YOUR TASK
Starting at the row that contains "Target: small white flower" and ending at the last of the rows, recast only those rows as a numbered list. Skip blank lines and leave out the pictures.

··· SUPPLIED MATERIAL ···

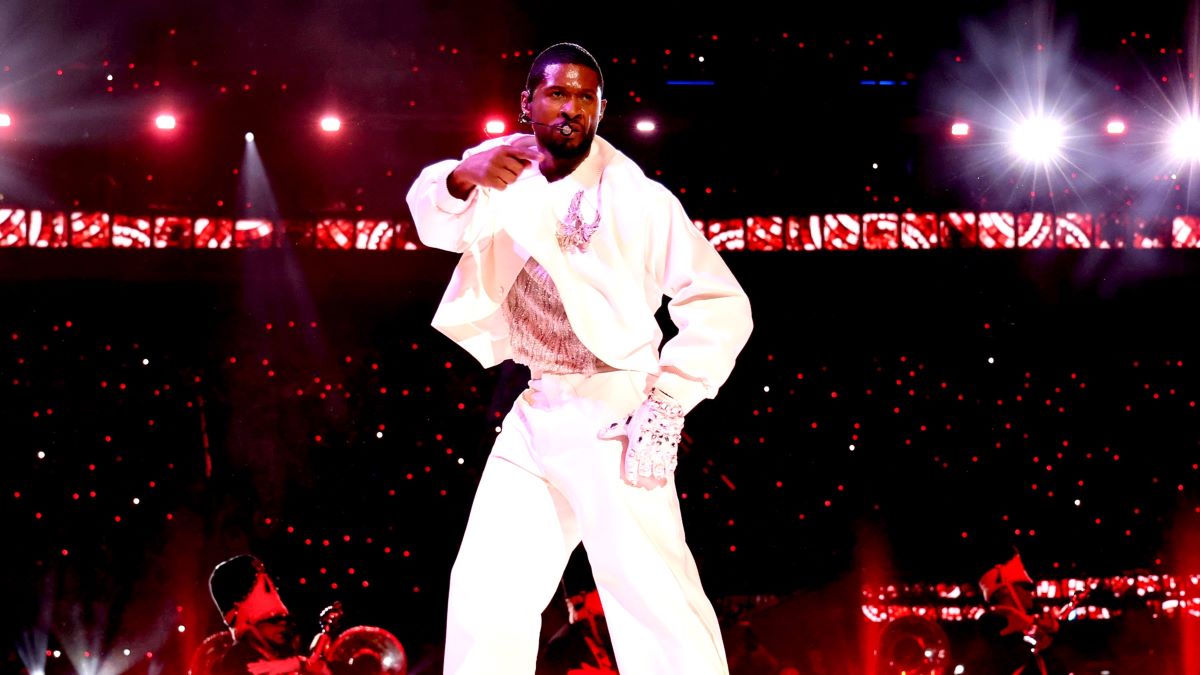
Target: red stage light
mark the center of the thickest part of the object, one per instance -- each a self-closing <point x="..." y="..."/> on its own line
<point x="330" y="124"/>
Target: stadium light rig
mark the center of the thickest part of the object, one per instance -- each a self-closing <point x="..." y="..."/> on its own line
<point x="1186" y="139"/>
<point x="1038" y="139"/>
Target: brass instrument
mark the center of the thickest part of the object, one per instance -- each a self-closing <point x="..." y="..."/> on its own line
<point x="913" y="644"/>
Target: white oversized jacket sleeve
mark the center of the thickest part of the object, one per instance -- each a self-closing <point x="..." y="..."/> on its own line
<point x="706" y="304"/>
<point x="653" y="239"/>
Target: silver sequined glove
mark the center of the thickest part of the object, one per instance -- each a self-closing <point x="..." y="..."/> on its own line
<point x="653" y="434"/>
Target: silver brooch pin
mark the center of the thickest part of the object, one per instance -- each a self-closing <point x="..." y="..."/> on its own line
<point x="575" y="233"/>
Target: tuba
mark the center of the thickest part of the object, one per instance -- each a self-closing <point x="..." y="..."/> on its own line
<point x="361" y="650"/>
<point x="366" y="650"/>
<point x="913" y="644"/>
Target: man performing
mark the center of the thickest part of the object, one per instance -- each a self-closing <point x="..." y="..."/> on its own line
<point x="264" y="639"/>
<point x="1017" y="633"/>
<point x="567" y="252"/>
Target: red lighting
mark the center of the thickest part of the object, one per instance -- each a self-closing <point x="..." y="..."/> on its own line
<point x="330" y="124"/>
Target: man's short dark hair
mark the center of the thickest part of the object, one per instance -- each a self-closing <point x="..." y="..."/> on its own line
<point x="233" y="580"/>
<point x="558" y="54"/>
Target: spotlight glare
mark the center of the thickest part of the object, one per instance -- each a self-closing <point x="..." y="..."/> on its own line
<point x="329" y="124"/>
<point x="1038" y="139"/>
<point x="1186" y="139"/>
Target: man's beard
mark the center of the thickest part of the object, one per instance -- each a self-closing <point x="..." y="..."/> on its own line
<point x="562" y="151"/>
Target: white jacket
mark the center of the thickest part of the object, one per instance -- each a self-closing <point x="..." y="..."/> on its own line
<point x="645" y="248"/>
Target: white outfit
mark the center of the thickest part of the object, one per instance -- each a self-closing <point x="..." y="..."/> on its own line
<point x="551" y="481"/>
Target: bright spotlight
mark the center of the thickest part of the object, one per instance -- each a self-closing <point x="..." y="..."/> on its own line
<point x="330" y="124"/>
<point x="1186" y="139"/>
<point x="1038" y="139"/>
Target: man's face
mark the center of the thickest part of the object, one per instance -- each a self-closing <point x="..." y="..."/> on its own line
<point x="276" y="632"/>
<point x="569" y="95"/>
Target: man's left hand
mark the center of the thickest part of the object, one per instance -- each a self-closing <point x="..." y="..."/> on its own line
<point x="652" y="441"/>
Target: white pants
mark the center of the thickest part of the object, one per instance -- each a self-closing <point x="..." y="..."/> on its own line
<point x="549" y="484"/>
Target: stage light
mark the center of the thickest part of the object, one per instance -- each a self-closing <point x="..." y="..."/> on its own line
<point x="1038" y="139"/>
<point x="329" y="124"/>
<point x="1186" y="139"/>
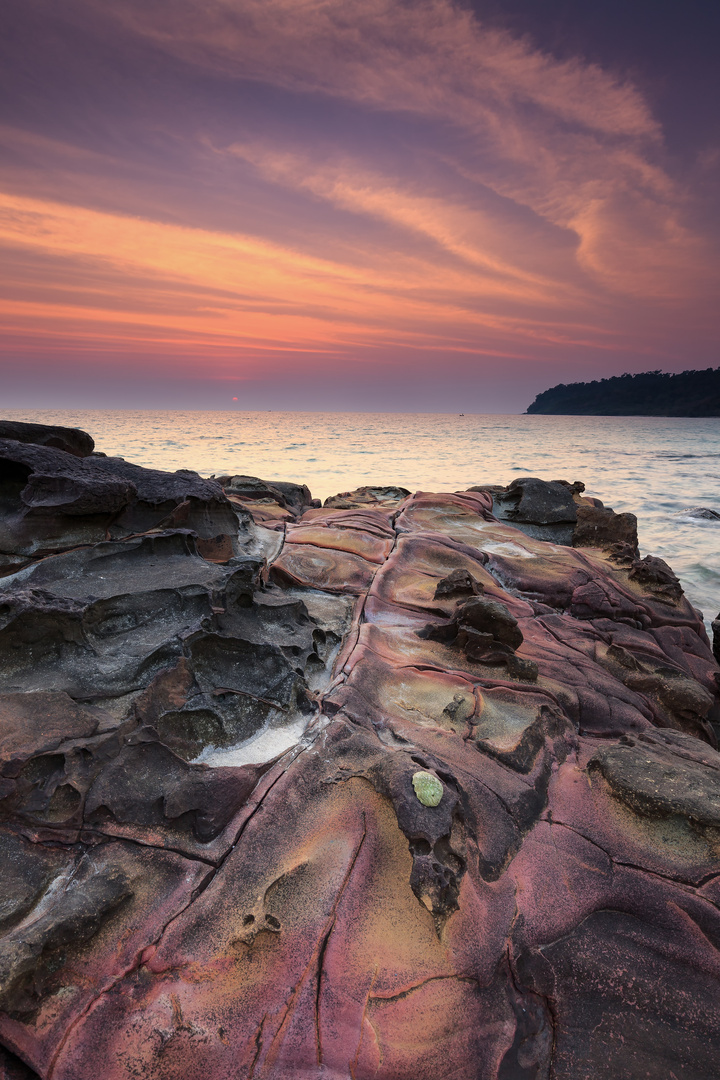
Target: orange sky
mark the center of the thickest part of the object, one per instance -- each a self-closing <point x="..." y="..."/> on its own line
<point x="271" y="200"/>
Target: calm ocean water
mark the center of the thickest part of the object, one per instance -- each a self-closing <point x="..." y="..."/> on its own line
<point x="654" y="467"/>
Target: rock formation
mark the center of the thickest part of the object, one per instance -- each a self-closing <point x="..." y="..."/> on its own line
<point x="384" y="788"/>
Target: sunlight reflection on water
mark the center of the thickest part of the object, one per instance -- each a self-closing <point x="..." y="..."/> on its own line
<point x="653" y="467"/>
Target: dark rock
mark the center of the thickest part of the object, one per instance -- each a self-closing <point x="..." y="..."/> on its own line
<point x="532" y="501"/>
<point x="71" y="440"/>
<point x="52" y="501"/>
<point x="654" y="575"/>
<point x="215" y="858"/>
<point x="600" y="527"/>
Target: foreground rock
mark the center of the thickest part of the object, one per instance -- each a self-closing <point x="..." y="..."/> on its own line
<point x="392" y="790"/>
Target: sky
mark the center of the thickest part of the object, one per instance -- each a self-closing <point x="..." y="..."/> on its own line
<point x="383" y="205"/>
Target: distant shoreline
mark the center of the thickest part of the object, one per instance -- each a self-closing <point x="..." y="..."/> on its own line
<point x="648" y="393"/>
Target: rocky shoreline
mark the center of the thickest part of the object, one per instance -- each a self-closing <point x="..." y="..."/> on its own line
<point x="405" y="785"/>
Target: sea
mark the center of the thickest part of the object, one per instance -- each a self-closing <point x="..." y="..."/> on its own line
<point x="662" y="469"/>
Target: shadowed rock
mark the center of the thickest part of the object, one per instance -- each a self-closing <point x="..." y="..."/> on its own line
<point x="219" y="859"/>
<point x="71" y="440"/>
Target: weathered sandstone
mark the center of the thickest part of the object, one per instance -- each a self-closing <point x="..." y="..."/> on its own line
<point x="386" y="788"/>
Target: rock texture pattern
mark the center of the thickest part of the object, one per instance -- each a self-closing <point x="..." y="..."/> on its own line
<point x="386" y="788"/>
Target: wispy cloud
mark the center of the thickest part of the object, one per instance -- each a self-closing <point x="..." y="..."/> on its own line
<point x="347" y="178"/>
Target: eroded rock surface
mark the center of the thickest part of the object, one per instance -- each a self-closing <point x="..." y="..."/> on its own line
<point x="386" y="788"/>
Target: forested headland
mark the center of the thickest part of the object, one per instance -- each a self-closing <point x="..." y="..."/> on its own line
<point x="647" y="393"/>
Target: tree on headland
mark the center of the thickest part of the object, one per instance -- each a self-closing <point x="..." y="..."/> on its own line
<point x="644" y="393"/>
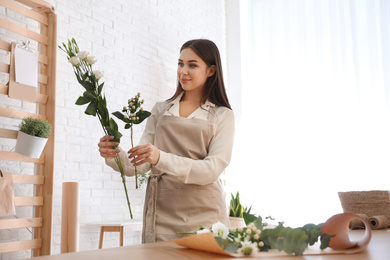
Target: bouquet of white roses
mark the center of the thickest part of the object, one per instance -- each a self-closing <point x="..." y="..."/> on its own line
<point x="97" y="105"/>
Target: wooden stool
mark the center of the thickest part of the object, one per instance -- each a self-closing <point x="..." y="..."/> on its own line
<point x="134" y="225"/>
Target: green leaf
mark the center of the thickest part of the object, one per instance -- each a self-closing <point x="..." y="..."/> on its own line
<point x="142" y="116"/>
<point x="91" y="109"/>
<point x="249" y="218"/>
<point x="103" y="113"/>
<point x="100" y="88"/>
<point x="113" y="124"/>
<point x="117" y="135"/>
<point x="81" y="101"/>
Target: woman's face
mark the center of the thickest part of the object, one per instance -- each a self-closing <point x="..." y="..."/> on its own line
<point x="192" y="71"/>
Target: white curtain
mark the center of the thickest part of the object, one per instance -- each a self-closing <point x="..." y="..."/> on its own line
<point x="315" y="106"/>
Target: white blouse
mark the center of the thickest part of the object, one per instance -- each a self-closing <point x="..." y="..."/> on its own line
<point x="188" y="170"/>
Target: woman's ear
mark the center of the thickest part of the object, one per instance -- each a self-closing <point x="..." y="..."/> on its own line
<point x="212" y="70"/>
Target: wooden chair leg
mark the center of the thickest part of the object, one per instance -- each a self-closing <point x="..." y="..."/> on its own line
<point x="121" y="236"/>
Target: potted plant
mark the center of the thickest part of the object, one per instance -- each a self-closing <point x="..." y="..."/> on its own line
<point x="236" y="212"/>
<point x="32" y="136"/>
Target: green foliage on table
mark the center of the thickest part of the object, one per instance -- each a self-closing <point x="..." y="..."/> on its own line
<point x="35" y="127"/>
<point x="236" y="209"/>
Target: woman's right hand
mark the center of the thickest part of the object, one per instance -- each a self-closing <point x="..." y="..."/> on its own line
<point x="107" y="148"/>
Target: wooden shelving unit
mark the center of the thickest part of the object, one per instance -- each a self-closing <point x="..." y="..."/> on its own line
<point x="41" y="13"/>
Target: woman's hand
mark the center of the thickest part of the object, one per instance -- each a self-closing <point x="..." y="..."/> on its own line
<point x="107" y="148"/>
<point x="144" y="153"/>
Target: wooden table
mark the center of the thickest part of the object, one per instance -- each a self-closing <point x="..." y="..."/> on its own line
<point x="378" y="249"/>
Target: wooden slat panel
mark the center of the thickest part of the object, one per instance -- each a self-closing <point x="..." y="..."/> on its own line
<point x="20" y="245"/>
<point x="28" y="201"/>
<point x="42" y="78"/>
<point x="3" y="89"/>
<point x="38" y="5"/>
<point x="4" y="67"/>
<point x="29" y="179"/>
<point x="23" y="31"/>
<point x="8" y="133"/>
<point x="30" y="94"/>
<point x="25" y="11"/>
<point x="20" y="223"/>
<point x="11" y="113"/>
<point x="5" y="45"/>
<point x="20" y="158"/>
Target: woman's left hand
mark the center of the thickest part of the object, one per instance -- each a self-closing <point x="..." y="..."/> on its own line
<point x="144" y="153"/>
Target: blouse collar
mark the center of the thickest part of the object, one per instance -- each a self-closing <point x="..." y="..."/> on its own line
<point x="174" y="109"/>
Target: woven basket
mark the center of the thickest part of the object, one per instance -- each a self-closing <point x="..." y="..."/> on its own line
<point x="373" y="206"/>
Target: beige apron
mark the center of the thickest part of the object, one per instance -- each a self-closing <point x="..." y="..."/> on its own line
<point x="170" y="205"/>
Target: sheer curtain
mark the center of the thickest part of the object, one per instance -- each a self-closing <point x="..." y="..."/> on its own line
<point x="315" y="106"/>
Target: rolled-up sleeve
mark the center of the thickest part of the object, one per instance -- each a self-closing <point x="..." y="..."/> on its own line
<point x="207" y="170"/>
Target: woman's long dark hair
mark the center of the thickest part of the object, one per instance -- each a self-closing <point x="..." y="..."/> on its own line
<point x="214" y="89"/>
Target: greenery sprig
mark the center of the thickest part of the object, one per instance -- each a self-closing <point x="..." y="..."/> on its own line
<point x="92" y="97"/>
<point x="35" y="127"/>
<point x="134" y="114"/>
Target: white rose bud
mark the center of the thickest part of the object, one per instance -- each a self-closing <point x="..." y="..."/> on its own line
<point x="98" y="74"/>
<point x="91" y="60"/>
<point x="74" y="61"/>
<point x="82" y="55"/>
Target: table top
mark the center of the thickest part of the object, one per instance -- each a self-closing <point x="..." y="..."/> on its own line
<point x="377" y="249"/>
<point x="115" y="223"/>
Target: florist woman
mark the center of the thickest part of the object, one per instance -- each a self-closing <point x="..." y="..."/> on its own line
<point x="187" y="144"/>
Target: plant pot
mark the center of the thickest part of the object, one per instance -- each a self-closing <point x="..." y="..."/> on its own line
<point x="29" y="145"/>
<point x="236" y="222"/>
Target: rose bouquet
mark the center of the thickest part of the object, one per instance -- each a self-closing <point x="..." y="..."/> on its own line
<point x="134" y="114"/>
<point x="258" y="236"/>
<point x="97" y="104"/>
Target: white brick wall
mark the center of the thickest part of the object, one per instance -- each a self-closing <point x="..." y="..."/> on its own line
<point x="137" y="45"/>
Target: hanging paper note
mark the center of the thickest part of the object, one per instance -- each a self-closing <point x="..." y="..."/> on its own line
<point x="26" y="66"/>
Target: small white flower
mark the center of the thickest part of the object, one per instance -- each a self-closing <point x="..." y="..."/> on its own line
<point x="74" y="61"/>
<point x="82" y="55"/>
<point x="220" y="230"/>
<point x="206" y="230"/>
<point x="98" y="74"/>
<point x="91" y="60"/>
<point x="248" y="248"/>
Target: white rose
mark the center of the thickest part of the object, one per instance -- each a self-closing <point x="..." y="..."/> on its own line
<point x="91" y="60"/>
<point x="98" y="74"/>
<point x="74" y="61"/>
<point x="82" y="55"/>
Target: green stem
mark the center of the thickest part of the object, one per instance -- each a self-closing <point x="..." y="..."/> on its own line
<point x="132" y="145"/>
<point x="119" y="163"/>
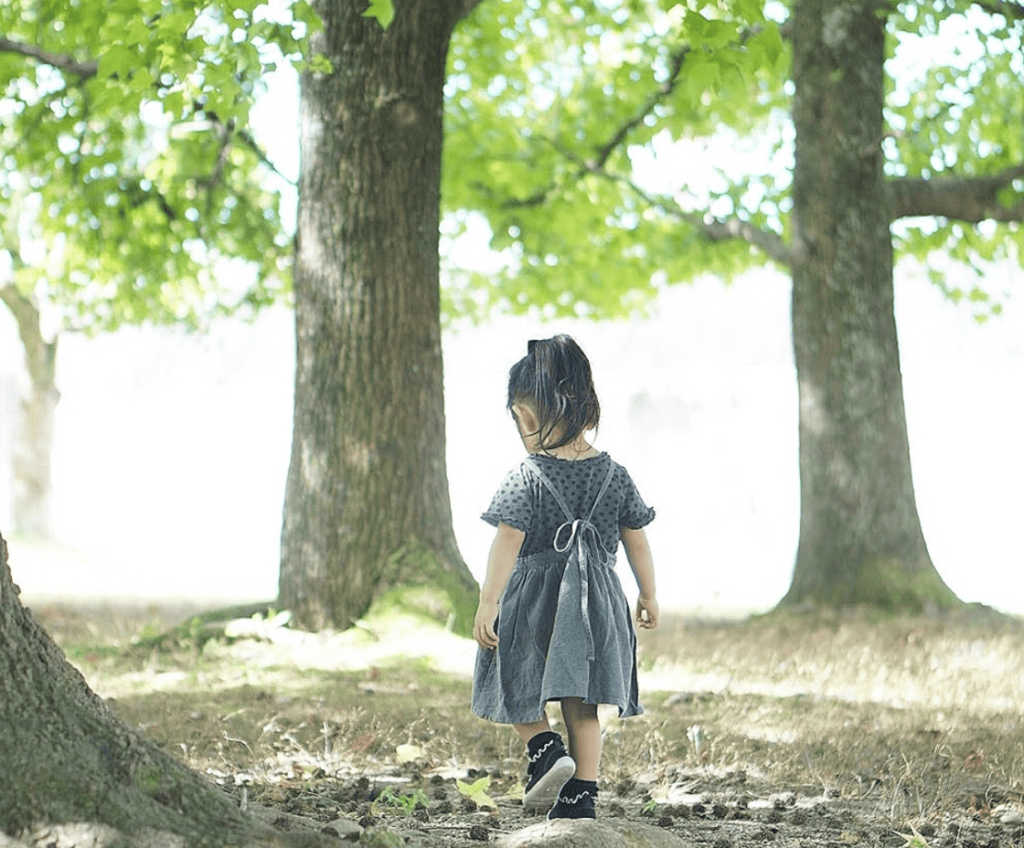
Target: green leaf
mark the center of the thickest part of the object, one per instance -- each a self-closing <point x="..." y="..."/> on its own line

···

EXERCISE OUTPUT
1. Target: small white flower
2. mark the center of the thickest part of the object, one per instance -- each a self-closing <point x="..." y="..."/> on its own line
3. <point x="74" y="61"/>
4. <point x="82" y="55"/>
5. <point x="220" y="230"/>
6. <point x="206" y="230"/>
7. <point x="98" y="74"/>
8. <point x="91" y="60"/>
9. <point x="248" y="248"/>
10. Target: white rose
11. mark the center of the thickest part of the object, one per instance -- each a self-closing <point x="..." y="..."/> on its own line
12. <point x="91" y="60"/>
13. <point x="98" y="74"/>
14. <point x="74" y="61"/>
15. <point x="82" y="55"/>
16. Target: green stem
17. mark the center of the thickest part of the object, one per instance -- each a self-closing <point x="..." y="..."/> on its own line
18. <point x="132" y="145"/>
19. <point x="119" y="163"/>
20. Target: green leaf
21. mark the center of the thickest part of the object, one per instance -- each a self-closing <point x="..." y="..."/> on its own line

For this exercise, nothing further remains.